§ **Given problem**:
Please copy the data below line for line, leaving every character unchanged.

++++ Given data

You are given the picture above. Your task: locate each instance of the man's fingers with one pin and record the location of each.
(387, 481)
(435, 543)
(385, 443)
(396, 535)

++++++++

§ **Correct output**:
You are given the picture above. Your task: locate each instance of the man's fingers with one pin and record the location of each.
(387, 481)
(435, 543)
(385, 443)
(396, 535)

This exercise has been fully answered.